▸ QUESTIONS TO ANSWER:
1. Do these statements agree with the Notre Dame preview? Answer yes or no for each, quoting the words that decide it. (a) Notre Dame plays at Tallahassee on October 18. (b) Four of Notre Dame's opponents are projected in the top 10. (c) More than one of Notre Dame's opponents is projected worse than 67th.
2. Can you quote the stretch of the Notre Dame preview from "I believe this" through "last four years."?

▸ EXERCISE PASSAGE:
>>>>>

Tomahawk Nation is setting up preview pages for each of Florida State's football opponents. This is the page for Notre Dame. The Irish travel to Tallahassee on October 18.
I believe this is a top-20 level team, but its wicked schedule might not contain enough automatic wins to see the Irish finish in that range. Keep in mind that only a handful of teams have brought in a higher percentage of four- and five-star recruits over the last four years.
Here's Bill Connelly on Notre Dame's schedule. Please do read all of Connelly's excerpts at the link here.
But while Notre Dame's schedule isn't always as difficult as some think it is, this year's slate is meaty. Three projected top-10 opponents (two on the road), four more opponents projected between 11th and 35th, and perhaps most importantly, only one opponent projected worse than 67th. Consistency will be huge for the Irish in 2014, because a down week probably means a loss.

<<<<<

[Source data]
>>>>>

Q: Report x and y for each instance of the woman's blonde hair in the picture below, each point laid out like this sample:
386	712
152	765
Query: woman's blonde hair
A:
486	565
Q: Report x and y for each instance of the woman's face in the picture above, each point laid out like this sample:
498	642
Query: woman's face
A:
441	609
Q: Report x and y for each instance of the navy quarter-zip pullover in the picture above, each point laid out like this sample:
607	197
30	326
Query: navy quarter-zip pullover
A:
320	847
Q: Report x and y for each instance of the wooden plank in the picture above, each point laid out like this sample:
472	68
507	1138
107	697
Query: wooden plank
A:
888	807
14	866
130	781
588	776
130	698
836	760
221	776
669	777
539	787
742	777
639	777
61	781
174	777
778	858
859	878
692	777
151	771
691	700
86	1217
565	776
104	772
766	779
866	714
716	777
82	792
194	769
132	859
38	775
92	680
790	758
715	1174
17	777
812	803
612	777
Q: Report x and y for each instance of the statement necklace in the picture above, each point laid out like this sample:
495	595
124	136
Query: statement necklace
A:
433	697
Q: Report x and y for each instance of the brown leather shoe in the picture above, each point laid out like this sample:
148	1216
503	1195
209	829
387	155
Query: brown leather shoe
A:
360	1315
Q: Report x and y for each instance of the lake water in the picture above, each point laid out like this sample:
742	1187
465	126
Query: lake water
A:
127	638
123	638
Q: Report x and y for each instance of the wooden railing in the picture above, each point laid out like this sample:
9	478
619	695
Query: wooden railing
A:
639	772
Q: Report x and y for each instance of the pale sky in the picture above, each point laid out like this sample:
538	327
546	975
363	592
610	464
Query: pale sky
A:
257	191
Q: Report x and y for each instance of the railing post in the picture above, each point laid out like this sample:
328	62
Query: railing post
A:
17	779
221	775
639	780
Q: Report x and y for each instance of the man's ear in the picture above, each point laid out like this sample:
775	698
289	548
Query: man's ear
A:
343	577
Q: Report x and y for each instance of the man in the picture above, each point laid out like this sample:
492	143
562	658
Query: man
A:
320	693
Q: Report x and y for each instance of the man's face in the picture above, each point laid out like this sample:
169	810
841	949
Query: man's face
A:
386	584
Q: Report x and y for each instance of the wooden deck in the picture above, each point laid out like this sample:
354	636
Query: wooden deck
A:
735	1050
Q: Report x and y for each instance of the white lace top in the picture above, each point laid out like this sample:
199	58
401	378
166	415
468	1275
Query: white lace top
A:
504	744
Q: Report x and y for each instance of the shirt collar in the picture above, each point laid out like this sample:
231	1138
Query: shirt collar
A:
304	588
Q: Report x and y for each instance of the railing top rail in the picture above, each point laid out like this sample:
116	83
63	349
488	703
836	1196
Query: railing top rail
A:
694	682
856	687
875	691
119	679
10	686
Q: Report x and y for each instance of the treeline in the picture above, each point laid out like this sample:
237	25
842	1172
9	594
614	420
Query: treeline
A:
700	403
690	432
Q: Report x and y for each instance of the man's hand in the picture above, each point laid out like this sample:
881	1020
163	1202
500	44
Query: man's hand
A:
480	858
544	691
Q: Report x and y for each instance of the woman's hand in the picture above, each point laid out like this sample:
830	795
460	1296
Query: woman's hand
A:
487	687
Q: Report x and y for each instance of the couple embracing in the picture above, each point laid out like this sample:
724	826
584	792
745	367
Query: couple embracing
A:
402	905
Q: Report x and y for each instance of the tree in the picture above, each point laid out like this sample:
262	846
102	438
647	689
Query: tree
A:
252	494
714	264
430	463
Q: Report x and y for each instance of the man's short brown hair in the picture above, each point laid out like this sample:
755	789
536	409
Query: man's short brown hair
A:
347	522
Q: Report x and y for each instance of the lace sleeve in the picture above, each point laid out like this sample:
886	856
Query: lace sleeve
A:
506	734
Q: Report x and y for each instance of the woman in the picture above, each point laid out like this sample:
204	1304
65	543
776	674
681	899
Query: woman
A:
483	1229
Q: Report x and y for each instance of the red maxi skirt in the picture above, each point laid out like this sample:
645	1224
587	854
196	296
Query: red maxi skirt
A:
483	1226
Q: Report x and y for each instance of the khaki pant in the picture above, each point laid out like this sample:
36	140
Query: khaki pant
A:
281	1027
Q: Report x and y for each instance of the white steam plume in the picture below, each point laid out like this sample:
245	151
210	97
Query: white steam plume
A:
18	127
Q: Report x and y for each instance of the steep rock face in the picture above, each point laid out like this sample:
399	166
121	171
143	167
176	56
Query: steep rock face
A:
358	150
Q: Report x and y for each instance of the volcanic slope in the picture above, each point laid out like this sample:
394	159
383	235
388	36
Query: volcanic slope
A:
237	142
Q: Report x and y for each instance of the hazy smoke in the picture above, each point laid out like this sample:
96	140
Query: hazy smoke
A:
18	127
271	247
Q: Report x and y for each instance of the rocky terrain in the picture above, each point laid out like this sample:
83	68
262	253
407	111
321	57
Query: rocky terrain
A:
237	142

<<<<<

▸ SOLUTIONS BY TASK:
1.
(a) Yes: "The Irish travel to Tallahassee on October 18."
(b) No: "Three projected top-10 opponents (two on the road)"
(c) No: "only one opponent projected worse than 67th."

2.
I believe this is a top-20 level team, but its wicked schedule might not contain enough automatic wins to see the Irish finish in that range. Keep in mind that only a handful of teams have brought in a higher percentage of four- and five-star recruits over the last four years.